** BEGIN DATA RECORDS **

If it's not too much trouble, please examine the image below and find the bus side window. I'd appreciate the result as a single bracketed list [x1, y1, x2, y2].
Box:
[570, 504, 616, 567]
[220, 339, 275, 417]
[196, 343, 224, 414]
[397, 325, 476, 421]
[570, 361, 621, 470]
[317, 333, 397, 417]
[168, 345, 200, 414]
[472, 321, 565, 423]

** END DATA RECORDS **

Copy the lines above word for word, keeping every character as it appears.

> COMPLETE RESPONSE:
If it's not too much trouble, please examine the image below and find the bus side window. I'd appreciate the result as a single bracketed list [x1, y1, x2, y2].
Box:
[570, 504, 616, 567]
[220, 339, 275, 417]
[196, 343, 224, 414]
[397, 325, 476, 421]
[570, 361, 621, 470]
[317, 333, 397, 417]
[168, 345, 200, 414]
[472, 321, 565, 423]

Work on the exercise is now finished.